--- RECORDS FOR THIS EXERCISE ---
Start

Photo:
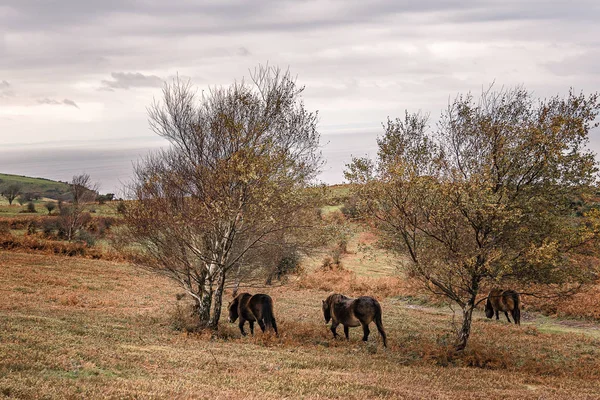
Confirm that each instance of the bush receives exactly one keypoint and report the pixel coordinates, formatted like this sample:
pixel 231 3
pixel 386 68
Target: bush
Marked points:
pixel 350 208
pixel 31 207
pixel 32 228
pixel 288 264
pixel 121 207
pixel 50 205
pixel 86 237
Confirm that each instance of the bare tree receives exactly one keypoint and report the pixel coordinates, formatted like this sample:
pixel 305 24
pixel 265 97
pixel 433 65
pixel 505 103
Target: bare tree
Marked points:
pixel 488 197
pixel 11 191
pixel 232 181
pixel 73 215
pixel 50 206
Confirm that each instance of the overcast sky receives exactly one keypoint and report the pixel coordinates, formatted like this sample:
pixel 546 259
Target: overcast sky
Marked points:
pixel 76 76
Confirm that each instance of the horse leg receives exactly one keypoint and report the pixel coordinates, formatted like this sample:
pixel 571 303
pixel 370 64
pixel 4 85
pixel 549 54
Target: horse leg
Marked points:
pixel 274 326
pixel 516 313
pixel 333 328
pixel 241 325
pixel 379 325
pixel 261 324
pixel 365 332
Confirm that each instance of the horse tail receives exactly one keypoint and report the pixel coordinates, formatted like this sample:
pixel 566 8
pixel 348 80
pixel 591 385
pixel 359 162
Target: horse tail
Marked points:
pixel 379 323
pixel 517 310
pixel 267 314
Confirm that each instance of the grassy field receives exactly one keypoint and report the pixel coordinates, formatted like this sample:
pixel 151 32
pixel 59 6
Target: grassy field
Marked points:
pixel 45 187
pixel 75 328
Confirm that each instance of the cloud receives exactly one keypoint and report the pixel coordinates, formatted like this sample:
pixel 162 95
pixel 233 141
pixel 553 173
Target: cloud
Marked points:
pixel 54 102
pixel 5 90
pixel 71 103
pixel 128 80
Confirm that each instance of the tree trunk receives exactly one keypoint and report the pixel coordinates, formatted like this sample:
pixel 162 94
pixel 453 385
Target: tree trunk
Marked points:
pixel 203 307
pixel 465 329
pixel 214 320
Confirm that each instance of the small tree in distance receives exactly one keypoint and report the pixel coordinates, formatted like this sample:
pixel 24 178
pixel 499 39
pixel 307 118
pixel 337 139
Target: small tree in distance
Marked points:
pixel 487 198
pixel 231 185
pixel 50 206
pixel 73 215
pixel 11 191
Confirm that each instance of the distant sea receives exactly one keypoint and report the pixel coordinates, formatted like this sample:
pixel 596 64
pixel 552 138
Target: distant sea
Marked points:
pixel 113 168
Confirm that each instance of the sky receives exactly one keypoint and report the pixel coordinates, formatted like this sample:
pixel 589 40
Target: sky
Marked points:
pixel 77 76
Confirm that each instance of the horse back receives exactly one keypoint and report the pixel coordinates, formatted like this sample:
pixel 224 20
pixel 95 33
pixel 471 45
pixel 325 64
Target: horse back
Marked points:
pixel 504 300
pixel 256 304
pixel 365 309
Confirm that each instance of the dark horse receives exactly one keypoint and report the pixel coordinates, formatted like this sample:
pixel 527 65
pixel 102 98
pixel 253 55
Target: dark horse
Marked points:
pixel 257 308
pixel 507 300
pixel 353 312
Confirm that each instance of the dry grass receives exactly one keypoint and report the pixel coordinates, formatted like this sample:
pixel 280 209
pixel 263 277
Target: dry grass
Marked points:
pixel 76 328
pixel 39 244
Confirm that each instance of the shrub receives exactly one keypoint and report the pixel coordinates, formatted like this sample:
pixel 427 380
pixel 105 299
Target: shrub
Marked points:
pixel 32 228
pixel 86 237
pixel 50 205
pixel 31 207
pixel 350 208
pixel 121 207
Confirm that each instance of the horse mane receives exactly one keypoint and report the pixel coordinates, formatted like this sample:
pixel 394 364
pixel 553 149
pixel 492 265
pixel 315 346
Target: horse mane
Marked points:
pixel 331 298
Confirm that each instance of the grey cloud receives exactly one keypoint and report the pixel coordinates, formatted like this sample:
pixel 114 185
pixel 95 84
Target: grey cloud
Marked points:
pixel 128 80
pixel 244 52
pixel 54 102
pixel 70 103
pixel 5 90
pixel 584 63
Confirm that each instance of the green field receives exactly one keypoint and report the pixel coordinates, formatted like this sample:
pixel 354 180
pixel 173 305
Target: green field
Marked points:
pixel 45 187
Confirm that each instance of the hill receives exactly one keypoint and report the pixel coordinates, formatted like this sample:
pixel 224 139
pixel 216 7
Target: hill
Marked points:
pixel 77 328
pixel 44 187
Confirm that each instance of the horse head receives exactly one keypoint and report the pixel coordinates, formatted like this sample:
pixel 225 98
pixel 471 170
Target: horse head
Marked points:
pixel 233 312
pixel 326 311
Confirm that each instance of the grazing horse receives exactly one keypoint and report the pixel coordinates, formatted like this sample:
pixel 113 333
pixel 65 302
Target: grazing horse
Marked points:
pixel 353 312
pixel 257 308
pixel 507 300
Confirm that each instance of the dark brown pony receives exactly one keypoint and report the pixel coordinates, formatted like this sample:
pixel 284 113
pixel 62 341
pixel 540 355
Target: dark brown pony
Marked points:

End

--- GIVEN TASK ---
Could you revise all the records above, changing every "Marked points" to "Annotated points" and keeping the rest the same? Leave the pictures out.

--- REPLY ---
Photo:
Confirm that each instance of the bush receives exactly one keypoint and report the pixel coordinates, formatted like this sample:
pixel 231 3
pixel 386 68
Target: bush
Annotated points:
pixel 350 208
pixel 31 207
pixel 32 228
pixel 288 264
pixel 121 207
pixel 50 205
pixel 86 237
Confirm that each instance of the bare tree receives exactly one keypoint and report the pixel coordinates, formatted like this sample:
pixel 305 24
pixel 265 97
pixel 433 65
pixel 505 103
Target: bare tree
Annotated points:
pixel 488 197
pixel 11 191
pixel 232 181
pixel 73 215
pixel 50 206
Confirm that each instance of the overcast sky receives exactly one keypoint and report the pixel coordinates, formatted like this sample:
pixel 546 259
Target: overcast sky
Annotated points:
pixel 76 76
Confirm that each instance of the horse leg receives exactly one keypoint and report the pixel coordinates, formatted like this sample:
pixel 571 303
pixel 370 64
pixel 4 85
pixel 549 54
Target: horse leg
Annotated points:
pixel 274 326
pixel 516 313
pixel 333 328
pixel 241 325
pixel 379 325
pixel 261 324
pixel 365 332
Confirm that each instance of the horse tail receives exactly one keypoint and report the pixel coordinates, formatted like this sample:
pixel 566 8
pixel 348 80
pixel 591 385
pixel 359 162
Target: horse tail
Annotated points:
pixel 379 323
pixel 517 310
pixel 267 314
Confirm that each instance of the grassy field receives exactly one keypoint and report the pixel coordinates, formatted like this sample:
pixel 151 32
pixel 59 6
Target: grassy field
Annotated points:
pixel 45 187
pixel 75 328
Confirm that each instance of the cloud receives exactly one keypoint and report the pixel coordinates, formatted like this sample:
pixel 162 95
pixel 233 141
pixel 553 173
Target: cloud
Annotated points:
pixel 54 102
pixel 5 90
pixel 71 103
pixel 128 80
Confirm that each instance of the tree trunk receives exactly one keypoint and report the pixel coordinates, formatted like this sample:
pixel 162 94
pixel 453 385
Target: tree trunk
Annotated points:
pixel 203 307
pixel 465 329
pixel 214 320
Confirm that each instance of the small tree in distance receives exactly one keypoint and report the pixel coordinates, formatted like this sample:
pixel 24 178
pixel 499 39
pixel 307 118
pixel 337 139
Target: small tree in distance
Annotated points:
pixel 487 198
pixel 231 185
pixel 50 206
pixel 73 215
pixel 11 191
Confirm that each instance of the distant sea receives exactly one keypoint and report the pixel coordinates, formatted like this sample:
pixel 596 64
pixel 552 138
Target: distant sea
Annotated points:
pixel 113 168
Confirm that each instance of the sky receives exactly one keypoint and report the pixel coordinates, formatted like this sample:
pixel 589 40
Target: sky
Annotated points:
pixel 77 76
Confirm that each instance of the horse back receives exactly one keypoint and report the pixel coordinates, formatted like this sample:
pixel 224 20
pixel 95 33
pixel 471 45
pixel 325 64
Target: horse back
Annotated points:
pixel 504 300
pixel 256 304
pixel 365 309
Confirm that each instance of the dark horse receives exactly one keypoint and report the pixel coordinates, formatted like this sample:
pixel 527 65
pixel 102 98
pixel 253 55
Target: dark horse
Annotated points:
pixel 257 308
pixel 507 300
pixel 353 312
Confirm that each instance of the dry grass receives exactly one keypoint and report the pixel coordinates, formatted like this sample:
pixel 280 209
pixel 263 277
Target: dry grass
Annotated points:
pixel 76 328
pixel 39 244
Confirm that each instance of the shrub receives exactly one keypoint and report the pixel coordinates, formatted like this sample:
pixel 427 380
pixel 105 299
Target: shrub
Annotated points:
pixel 32 228
pixel 86 237
pixel 50 205
pixel 31 207
pixel 350 208
pixel 121 207
Confirm that each instance of the horse mane receives exactly one keypoint and report the pixel coordinates, formatted like this sample:
pixel 394 364
pixel 553 149
pixel 492 265
pixel 315 346
Target: horse mane
Annotated points:
pixel 331 298
Confirm that each instance of the grey cloud receives exactly one keypoint and report the pixel coordinates, formatted like this sample:
pixel 114 185
pixel 95 84
Target: grey cloud
Annotated points:
pixel 128 80
pixel 244 52
pixel 54 102
pixel 70 103
pixel 5 90
pixel 584 63
Confirm that each instance of the green field receives exactly one keypoint and report the pixel coordinates, formatted like this sample:
pixel 354 180
pixel 173 305
Target: green field
Annotated points:
pixel 45 187
Confirm that each instance of the hill receives exactly one keypoint and report the pixel coordinates, formatted like this sample:
pixel 224 139
pixel 216 7
Target: hill
Annotated points:
pixel 77 328
pixel 44 187
Confirm that each instance of the horse head receives exactly one keypoint and report the pixel coordinates, formatted like this sample:
pixel 225 98
pixel 471 170
Target: horse head
Annotated points:
pixel 233 312
pixel 326 311
Confirm that each instance of the grazing horse receives exactly one keypoint and report the pixel coordinates, formatted like this sample:
pixel 113 333
pixel 65 302
Target: grazing horse
Annotated points:
pixel 353 312
pixel 257 308
pixel 507 300
Confirm that each instance of the dark brown pony receives exactly one keypoint and report the pixel coordinates, formatted like this sample:
pixel 284 113
pixel 62 341
pixel 540 355
Target: dark brown pony
Annotated points:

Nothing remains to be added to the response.